## Your task
Express the lines of the material from its first line through the line containing "[[[137,131],[0,174],[10,236],[306,236],[314,162]]]", both ends included, as a JSON list of strings with one string per line and blank lines left out.

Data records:
* Begin *

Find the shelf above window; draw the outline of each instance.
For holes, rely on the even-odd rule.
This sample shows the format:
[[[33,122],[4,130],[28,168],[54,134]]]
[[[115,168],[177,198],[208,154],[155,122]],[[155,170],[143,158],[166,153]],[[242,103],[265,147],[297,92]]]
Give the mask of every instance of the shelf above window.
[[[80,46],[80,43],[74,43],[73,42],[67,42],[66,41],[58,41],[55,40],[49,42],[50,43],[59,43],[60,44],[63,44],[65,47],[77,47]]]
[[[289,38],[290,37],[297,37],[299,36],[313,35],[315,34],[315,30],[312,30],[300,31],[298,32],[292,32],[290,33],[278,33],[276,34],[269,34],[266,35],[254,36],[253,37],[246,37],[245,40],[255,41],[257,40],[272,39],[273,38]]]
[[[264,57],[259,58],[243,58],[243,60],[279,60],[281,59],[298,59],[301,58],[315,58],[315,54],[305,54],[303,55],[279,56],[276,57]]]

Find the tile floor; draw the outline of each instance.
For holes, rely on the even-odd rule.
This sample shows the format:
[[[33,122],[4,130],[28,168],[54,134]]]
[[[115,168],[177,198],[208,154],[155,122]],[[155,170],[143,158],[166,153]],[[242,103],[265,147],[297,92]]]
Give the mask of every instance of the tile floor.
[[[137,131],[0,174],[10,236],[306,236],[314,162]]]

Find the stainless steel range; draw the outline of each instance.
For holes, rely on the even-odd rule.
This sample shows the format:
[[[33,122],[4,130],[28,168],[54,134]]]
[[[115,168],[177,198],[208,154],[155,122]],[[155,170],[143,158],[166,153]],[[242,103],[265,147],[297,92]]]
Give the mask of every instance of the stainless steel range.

* End *

## Reply
[
  "Find the shelf above window; draw the outline of each instance.",
  "For holes, rely on the even-odd rule.",
  "This sample shows the format:",
  "[[[33,122],[4,130],[28,168],[54,134]]]",
  "[[[115,168],[177,198],[208,154],[155,122]],[[155,170],[143,158],[166,153]],[[242,103],[265,147],[297,92]]]",
  "Give the mask of every instance of the shelf above window.",
  "[[[80,46],[80,43],[74,43],[73,42],[67,42],[66,41],[58,41],[55,40],[49,42],[50,43],[59,43],[60,44],[63,44],[65,47],[77,47]]]",
  "[[[289,38],[290,37],[297,37],[299,36],[313,35],[315,34],[315,30],[312,30],[300,31],[298,32],[292,32],[290,33],[278,33],[276,34],[269,34],[266,35],[254,36],[253,37],[246,37],[245,40],[255,41],[257,40],[272,39],[273,38]]]",
  "[[[264,57],[259,58],[243,58],[243,60],[279,60],[281,59],[298,59],[301,58],[315,58],[315,54],[305,54],[303,55],[279,56],[276,57]]]",
  "Find the tile floor; draw the outline of each instance.",
  "For holes, rely on the even-odd rule.",
  "This sample shows the format:",
  "[[[33,122],[4,130],[28,168],[54,134]]]",
  "[[[115,168],[177,198],[208,154],[155,122]],[[155,170],[143,158],[166,153]],[[242,103],[265,147],[297,92]]]",
  "Give the mask of every instance of the tile floor.",
  "[[[137,131],[0,174],[10,236],[306,236],[314,162]]]"
]